*** DATASET ENTRIES Section Begins ***

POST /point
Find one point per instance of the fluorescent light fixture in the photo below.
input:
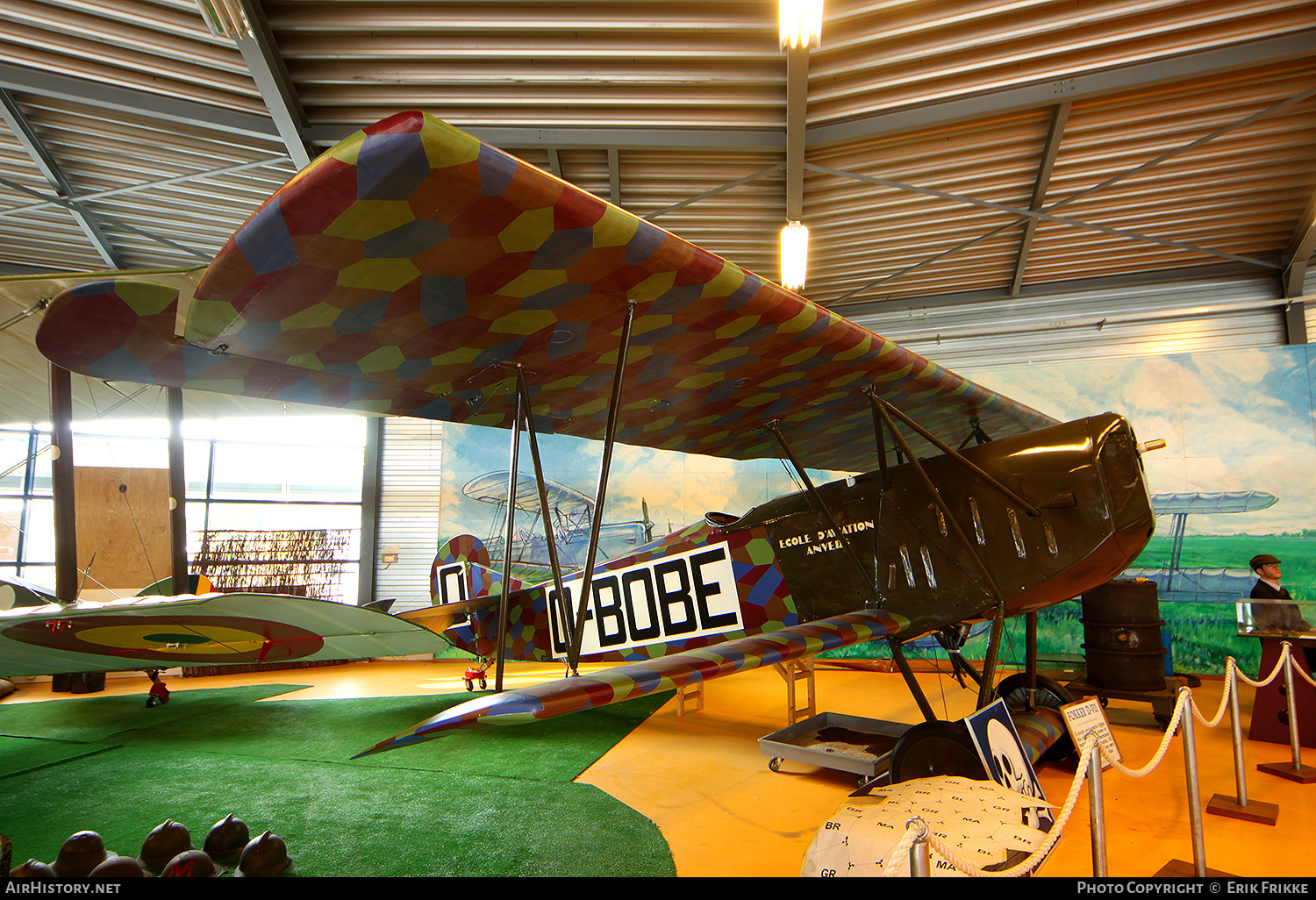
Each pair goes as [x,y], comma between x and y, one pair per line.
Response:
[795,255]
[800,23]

*** DATASET ENTRIES Section Ends ***
*** DATASET ENTRIES Section Begins ***

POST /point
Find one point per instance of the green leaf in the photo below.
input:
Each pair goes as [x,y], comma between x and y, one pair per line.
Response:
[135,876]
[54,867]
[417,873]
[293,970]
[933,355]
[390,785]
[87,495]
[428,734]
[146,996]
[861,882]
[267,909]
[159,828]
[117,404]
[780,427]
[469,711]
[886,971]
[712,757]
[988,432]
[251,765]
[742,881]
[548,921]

*** DATASET ENTRIES Section Ends ***

YOUR INSTRUCTIONS: Go through the listing above and list every line that has the word "instance".

WRITTEN ANSWER:
Find one point per instance of the fluorescent light fixture in the photo below.
Find one point per instance of the green leaf in the photo below.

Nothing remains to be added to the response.